» **Set problem**:
The lines to extract start at the one containing "For the mapping pass, tag each instance of the wooden chair" and end with the last line; give them exactly and nothing more.
----
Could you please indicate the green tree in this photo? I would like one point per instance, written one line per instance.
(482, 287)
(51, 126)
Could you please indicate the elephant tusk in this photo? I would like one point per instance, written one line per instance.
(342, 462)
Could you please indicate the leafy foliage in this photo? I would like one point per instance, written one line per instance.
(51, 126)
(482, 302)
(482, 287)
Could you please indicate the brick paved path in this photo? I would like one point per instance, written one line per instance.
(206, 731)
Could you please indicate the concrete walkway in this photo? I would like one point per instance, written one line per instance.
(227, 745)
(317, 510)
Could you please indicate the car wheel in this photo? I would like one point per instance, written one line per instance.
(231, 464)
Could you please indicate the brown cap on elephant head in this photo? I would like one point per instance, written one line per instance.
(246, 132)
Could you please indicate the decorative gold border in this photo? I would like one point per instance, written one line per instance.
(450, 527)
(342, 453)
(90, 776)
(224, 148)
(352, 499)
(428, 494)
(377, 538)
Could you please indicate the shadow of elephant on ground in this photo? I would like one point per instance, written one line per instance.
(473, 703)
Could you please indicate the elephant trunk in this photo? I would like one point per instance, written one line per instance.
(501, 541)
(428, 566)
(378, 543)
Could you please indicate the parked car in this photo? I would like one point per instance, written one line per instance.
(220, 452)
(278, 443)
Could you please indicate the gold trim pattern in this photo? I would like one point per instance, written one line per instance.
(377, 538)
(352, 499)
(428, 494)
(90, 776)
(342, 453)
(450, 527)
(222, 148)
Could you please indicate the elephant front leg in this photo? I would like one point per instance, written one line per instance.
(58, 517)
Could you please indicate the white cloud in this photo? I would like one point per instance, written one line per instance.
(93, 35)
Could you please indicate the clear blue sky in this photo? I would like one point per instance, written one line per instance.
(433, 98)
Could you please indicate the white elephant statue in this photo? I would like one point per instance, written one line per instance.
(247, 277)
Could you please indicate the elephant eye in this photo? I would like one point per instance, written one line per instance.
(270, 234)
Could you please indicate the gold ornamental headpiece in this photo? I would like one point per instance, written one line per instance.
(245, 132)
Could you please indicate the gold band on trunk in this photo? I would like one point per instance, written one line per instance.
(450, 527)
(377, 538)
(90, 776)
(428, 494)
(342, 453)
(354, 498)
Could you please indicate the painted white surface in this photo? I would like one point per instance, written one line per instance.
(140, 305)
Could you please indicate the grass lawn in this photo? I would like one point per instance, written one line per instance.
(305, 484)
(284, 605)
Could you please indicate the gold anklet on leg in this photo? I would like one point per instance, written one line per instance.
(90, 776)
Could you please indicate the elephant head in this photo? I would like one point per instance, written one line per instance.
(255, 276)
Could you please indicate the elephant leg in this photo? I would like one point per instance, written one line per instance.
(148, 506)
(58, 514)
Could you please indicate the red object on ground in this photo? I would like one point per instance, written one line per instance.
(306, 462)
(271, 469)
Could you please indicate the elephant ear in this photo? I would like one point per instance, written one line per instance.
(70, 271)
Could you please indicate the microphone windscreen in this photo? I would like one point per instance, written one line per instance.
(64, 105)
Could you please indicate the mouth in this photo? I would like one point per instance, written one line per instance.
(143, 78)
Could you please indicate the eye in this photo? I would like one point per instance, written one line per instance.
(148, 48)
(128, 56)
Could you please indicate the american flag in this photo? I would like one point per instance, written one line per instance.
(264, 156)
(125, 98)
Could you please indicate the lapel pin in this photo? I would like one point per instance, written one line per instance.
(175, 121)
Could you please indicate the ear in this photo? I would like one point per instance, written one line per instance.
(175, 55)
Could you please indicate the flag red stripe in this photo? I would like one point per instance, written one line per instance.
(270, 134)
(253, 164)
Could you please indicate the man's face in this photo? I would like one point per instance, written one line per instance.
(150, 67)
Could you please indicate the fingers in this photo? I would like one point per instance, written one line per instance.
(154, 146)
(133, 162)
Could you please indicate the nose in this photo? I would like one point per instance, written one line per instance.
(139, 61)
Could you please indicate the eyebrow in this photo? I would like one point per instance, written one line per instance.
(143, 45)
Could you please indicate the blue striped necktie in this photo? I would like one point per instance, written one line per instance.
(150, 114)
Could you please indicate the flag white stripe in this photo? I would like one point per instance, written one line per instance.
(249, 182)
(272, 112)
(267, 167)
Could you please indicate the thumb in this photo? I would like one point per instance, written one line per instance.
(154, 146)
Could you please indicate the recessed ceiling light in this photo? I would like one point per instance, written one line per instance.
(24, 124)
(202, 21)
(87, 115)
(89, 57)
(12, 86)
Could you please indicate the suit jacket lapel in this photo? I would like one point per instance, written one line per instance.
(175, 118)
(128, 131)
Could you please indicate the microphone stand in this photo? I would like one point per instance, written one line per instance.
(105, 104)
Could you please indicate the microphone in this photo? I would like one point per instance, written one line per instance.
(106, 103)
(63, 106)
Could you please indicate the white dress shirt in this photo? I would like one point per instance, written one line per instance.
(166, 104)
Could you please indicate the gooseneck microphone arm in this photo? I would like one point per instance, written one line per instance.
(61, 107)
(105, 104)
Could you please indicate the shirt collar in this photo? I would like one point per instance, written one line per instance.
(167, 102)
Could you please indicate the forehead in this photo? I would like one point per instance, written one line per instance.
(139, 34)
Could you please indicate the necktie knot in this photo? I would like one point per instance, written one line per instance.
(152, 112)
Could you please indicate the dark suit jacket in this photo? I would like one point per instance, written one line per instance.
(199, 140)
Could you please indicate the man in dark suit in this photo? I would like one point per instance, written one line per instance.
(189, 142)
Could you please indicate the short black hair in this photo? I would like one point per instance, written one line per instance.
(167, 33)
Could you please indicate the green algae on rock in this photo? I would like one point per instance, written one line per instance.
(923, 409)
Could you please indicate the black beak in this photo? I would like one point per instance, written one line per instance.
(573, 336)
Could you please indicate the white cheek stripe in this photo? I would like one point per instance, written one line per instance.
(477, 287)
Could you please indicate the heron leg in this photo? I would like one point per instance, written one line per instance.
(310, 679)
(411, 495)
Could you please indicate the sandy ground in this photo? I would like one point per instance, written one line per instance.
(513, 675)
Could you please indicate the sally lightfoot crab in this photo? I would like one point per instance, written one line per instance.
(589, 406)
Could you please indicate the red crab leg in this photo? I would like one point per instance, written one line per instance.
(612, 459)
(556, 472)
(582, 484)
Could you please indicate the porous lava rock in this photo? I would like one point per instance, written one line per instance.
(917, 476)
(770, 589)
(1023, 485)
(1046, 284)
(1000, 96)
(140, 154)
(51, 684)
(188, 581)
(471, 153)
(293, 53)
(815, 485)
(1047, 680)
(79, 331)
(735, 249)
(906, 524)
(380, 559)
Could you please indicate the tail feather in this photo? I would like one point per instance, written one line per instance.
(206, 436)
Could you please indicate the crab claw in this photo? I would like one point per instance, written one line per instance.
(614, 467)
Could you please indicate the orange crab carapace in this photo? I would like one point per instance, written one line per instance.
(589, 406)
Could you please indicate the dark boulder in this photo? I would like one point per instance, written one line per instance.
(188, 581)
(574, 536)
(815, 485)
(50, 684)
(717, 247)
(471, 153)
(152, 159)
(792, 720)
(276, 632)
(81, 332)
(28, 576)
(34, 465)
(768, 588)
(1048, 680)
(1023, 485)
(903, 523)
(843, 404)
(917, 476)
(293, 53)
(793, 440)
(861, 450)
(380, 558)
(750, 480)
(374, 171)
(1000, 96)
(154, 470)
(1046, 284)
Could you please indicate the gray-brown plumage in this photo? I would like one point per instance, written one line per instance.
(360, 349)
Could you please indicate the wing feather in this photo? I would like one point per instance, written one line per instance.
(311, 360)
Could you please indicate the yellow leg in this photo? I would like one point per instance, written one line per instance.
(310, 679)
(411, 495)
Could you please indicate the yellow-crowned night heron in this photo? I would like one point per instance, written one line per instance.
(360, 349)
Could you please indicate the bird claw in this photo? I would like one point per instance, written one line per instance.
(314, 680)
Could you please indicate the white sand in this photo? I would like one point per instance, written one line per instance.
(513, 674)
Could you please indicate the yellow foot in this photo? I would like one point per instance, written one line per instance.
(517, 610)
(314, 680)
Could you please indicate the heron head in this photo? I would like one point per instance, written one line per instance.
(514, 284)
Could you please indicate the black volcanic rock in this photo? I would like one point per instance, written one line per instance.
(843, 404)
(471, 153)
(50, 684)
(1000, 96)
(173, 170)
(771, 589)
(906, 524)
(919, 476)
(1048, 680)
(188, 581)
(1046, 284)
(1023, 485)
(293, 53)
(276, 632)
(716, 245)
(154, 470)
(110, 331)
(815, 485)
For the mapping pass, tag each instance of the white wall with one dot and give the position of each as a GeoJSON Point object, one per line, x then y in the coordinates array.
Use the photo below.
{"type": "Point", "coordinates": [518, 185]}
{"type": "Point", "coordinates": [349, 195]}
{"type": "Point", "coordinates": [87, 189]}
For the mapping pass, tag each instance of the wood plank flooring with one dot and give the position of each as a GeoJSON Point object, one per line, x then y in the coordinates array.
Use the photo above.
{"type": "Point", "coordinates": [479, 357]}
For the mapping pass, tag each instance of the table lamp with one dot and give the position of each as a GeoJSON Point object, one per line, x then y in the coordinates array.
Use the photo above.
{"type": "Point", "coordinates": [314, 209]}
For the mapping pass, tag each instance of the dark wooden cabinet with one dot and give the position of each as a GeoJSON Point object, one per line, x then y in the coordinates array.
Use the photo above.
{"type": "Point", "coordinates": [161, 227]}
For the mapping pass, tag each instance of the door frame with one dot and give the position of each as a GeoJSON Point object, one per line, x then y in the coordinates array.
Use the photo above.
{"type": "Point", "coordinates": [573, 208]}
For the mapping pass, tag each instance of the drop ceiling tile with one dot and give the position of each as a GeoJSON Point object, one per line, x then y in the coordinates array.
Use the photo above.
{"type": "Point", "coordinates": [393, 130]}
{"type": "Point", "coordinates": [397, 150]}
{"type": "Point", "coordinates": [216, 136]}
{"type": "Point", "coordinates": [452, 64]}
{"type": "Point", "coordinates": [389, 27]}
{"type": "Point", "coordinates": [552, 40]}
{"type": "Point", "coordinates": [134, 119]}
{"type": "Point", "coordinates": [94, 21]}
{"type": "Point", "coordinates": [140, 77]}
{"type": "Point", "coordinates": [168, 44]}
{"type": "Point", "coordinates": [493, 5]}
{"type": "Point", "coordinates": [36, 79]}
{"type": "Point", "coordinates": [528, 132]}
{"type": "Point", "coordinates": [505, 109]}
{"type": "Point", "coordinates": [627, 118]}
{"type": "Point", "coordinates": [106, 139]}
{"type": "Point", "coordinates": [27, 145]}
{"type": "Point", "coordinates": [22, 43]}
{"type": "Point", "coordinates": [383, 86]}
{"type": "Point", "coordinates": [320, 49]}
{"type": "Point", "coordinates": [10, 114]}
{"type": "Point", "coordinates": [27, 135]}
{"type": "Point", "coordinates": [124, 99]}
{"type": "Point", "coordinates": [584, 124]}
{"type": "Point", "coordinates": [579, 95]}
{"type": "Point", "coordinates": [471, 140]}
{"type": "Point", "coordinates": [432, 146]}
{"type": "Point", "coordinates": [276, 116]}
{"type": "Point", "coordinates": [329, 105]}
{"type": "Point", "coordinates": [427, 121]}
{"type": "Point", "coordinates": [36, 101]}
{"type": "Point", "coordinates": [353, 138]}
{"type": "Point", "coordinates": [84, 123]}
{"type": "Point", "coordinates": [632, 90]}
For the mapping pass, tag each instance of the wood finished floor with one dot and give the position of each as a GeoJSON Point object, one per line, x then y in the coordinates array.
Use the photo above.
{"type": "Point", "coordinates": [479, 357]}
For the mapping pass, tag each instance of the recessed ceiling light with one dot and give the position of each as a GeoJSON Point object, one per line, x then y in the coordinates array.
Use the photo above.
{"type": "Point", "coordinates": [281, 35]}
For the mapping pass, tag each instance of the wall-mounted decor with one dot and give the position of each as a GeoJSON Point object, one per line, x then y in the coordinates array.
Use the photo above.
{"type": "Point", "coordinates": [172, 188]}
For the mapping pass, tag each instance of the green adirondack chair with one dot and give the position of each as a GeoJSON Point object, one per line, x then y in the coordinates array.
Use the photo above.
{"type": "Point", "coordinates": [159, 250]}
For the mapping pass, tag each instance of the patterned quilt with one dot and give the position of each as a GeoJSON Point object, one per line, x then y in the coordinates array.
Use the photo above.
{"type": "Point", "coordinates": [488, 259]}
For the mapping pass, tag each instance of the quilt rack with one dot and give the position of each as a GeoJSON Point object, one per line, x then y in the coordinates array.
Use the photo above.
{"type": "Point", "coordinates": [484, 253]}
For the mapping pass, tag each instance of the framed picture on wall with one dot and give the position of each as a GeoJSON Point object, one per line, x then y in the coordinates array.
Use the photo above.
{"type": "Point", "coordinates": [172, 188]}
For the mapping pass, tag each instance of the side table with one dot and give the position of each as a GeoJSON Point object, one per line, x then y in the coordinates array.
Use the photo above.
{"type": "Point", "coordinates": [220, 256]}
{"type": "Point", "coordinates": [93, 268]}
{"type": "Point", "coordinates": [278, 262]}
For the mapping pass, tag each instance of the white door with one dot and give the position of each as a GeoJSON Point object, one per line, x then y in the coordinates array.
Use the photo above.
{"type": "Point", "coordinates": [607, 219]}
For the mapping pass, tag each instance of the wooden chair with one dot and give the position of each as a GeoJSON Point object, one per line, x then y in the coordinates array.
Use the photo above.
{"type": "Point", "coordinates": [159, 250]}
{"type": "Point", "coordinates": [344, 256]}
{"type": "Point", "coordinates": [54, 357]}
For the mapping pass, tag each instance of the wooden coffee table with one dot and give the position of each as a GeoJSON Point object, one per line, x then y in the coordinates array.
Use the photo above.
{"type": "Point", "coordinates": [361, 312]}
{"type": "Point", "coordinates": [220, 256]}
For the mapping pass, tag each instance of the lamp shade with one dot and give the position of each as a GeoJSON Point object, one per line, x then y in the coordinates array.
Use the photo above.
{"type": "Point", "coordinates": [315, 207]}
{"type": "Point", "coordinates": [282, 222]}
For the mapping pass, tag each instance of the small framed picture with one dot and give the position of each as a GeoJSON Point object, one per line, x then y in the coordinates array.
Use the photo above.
----
» **Written solution**:
For the mapping pass, tag each instance of the wooden chair with one dot and give the position of each as a GeoJSON Point object, one per line, x then y in the coordinates array.
Use the photo above.
{"type": "Point", "coordinates": [159, 250]}
{"type": "Point", "coordinates": [344, 256]}
{"type": "Point", "coordinates": [54, 357]}
For the mapping pass, tag each instance of the wooden coffee table with one dot and give the position of each as a GeoJSON Point object, one per line, x then y in the coordinates array.
Use the photo above.
{"type": "Point", "coordinates": [361, 312]}
{"type": "Point", "coordinates": [220, 256]}
For the mapping pass, tag each instance of the lamp shade with one dot and give the position of each as a GeoJSON Point object, one per line, x then y in the coordinates array.
Use the photo above.
{"type": "Point", "coordinates": [315, 207]}
{"type": "Point", "coordinates": [282, 222]}
For the mapping pass, tag each instance of the small framed picture with one dot and give the position of each as a GeoJSON Point object, one per line, x then y in the coordinates array.
Use the photo above.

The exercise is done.